— start of PASSAGE GIVEN —

Goal: Let's say the average number of points for each unique "Poly_ID" is above 1000 but I need to trim it to 500 points.
Question: Aside from starting over with the generalized set of polylines, what process(es) should I utilize that helps me trim the number of points down such that if I were to plot the points before trimming and after trimming on a profile, the differences would be minimal?
An example of this in HEC-RAS, a non-GIS environment, where you can copy and paste cross-section stationing and elevation, go into tool called "Cross-Section Point Filter" and have the program maintain the integrity of your profile while reducing relatively redundant points.
you could filter by sequential differences in the values. I can give you an example using python/numpy to illustrate what I mean.
Filter the values in a sequential list of data, retaining only those values where the sequential difference is >= 0.2
>>> a
array([ 1.0, 1.1, 2.0, 2.1, 2.2, 3.0, 5.0, 10.0])
>>> np.ediff1d(a, to_begin=1) > 0.2
array([1, 0, 1, 0, 0, 1, 1, 1], dtype=bool)
>>> a[np.ediff1d(a, to_begin=1) > 0.2]
array([ 1.0, 2.0, 3.0, 5.0, 10.0])

— end of PASSAGE GIVEN —

WHAT THE TASK ASKS: Carry on the forum thread about trimming polyline points from where it stops. The items after this point aren't needed.

— start of ENTRIES SUPPLIED —

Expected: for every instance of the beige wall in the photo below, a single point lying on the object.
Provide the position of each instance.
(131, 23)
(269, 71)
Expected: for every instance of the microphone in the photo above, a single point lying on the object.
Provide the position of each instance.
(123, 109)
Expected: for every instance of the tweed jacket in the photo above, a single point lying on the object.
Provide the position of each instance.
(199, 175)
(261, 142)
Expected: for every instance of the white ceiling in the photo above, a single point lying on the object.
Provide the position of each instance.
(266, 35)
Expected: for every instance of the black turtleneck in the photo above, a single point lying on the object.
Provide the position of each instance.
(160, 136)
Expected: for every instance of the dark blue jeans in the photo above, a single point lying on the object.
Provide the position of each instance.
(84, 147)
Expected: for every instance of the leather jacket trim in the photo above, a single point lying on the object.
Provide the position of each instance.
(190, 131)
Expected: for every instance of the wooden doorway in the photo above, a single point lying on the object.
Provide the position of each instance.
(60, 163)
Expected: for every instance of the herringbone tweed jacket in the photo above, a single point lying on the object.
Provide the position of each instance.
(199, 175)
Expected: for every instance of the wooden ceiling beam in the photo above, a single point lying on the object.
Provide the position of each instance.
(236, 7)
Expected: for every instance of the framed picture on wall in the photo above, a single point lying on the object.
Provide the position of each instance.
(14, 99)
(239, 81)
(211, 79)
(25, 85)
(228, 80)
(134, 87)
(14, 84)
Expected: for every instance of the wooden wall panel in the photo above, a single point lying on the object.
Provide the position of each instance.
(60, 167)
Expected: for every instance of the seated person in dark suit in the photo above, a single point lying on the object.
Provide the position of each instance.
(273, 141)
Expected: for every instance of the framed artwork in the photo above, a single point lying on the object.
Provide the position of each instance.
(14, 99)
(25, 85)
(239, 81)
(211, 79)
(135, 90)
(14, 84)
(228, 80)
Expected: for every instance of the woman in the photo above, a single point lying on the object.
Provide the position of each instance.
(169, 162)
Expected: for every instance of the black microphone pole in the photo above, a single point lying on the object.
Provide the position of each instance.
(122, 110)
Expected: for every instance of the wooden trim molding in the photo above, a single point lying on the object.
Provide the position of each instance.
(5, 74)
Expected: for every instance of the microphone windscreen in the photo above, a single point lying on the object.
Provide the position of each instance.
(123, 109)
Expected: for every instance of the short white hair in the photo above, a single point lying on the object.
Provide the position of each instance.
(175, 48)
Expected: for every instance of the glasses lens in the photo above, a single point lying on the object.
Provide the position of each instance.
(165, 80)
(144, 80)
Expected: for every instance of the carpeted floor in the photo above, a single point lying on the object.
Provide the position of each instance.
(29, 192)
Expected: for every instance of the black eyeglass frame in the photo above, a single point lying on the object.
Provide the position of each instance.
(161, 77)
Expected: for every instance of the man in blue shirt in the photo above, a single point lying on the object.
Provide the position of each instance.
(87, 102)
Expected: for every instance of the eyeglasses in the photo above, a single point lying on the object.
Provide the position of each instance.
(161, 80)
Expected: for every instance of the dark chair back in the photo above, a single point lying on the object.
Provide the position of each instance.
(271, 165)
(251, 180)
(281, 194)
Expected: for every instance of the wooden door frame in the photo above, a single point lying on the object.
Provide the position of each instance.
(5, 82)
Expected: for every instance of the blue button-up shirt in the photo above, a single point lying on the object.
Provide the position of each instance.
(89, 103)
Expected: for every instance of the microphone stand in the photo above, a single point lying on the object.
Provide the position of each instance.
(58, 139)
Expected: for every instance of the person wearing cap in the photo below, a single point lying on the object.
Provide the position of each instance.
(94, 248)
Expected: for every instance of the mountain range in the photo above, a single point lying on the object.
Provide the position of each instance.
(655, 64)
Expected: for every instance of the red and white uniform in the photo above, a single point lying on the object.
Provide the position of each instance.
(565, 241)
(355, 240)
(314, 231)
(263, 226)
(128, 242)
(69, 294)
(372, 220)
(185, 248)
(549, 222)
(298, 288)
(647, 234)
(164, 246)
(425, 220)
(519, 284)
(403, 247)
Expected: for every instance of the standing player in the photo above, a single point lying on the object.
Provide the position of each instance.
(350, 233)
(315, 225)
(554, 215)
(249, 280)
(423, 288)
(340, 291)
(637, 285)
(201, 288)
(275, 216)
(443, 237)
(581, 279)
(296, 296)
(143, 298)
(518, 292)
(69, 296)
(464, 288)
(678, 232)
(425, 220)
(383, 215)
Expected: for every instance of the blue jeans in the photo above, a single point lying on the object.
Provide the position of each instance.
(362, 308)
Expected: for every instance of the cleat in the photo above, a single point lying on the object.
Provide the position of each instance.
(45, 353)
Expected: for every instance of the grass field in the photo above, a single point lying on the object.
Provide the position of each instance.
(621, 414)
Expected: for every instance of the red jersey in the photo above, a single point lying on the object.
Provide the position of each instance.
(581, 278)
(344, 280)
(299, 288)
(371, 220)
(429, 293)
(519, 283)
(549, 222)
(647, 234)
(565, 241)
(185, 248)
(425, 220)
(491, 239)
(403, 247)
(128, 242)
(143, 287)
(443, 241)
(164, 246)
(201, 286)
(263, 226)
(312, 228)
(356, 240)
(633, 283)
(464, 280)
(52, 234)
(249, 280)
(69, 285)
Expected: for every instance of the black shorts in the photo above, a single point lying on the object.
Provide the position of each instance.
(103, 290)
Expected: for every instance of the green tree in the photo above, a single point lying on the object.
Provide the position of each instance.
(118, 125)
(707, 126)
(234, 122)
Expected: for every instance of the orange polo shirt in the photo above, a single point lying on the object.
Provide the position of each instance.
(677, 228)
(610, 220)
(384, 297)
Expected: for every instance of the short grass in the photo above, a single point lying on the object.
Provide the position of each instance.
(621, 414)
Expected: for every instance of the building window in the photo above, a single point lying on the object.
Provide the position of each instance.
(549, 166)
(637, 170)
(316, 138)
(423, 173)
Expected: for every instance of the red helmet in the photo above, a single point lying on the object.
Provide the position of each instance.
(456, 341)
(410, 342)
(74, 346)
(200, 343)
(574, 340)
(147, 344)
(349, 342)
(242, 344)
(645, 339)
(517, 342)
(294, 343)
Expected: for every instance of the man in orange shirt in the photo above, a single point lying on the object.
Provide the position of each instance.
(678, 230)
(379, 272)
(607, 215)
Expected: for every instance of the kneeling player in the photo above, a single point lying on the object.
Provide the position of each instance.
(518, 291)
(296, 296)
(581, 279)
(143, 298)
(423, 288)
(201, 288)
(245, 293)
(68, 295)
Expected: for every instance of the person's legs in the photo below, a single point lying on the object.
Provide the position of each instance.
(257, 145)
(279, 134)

— end of ENTRIES SUPPLIED —

TASK RESPONSE:
In the above example, a list of values is expressed as an array, a
the sequential 1D differences in the array are determined and compared to a threshold value, 0.2
in the above example, I wanted to retain the first point so I set the to_begin to equal 1 (True in boolean world).
In line 5, the values are extracted (sliced) from the input array, wherever, the difference is True (aka... 1) yielding what you see on line 6.
This is easily implemented in any tools that you have available. The only issue would be whether it is really important to retain the start position of the inputs... changing this might have some impact on the resultant and may have to be investigated.
You could also look at a first order or second order difference to decide on what type of differences you are interested. This can be done easily and is built-in to many languages (ie np.gradient in numpy)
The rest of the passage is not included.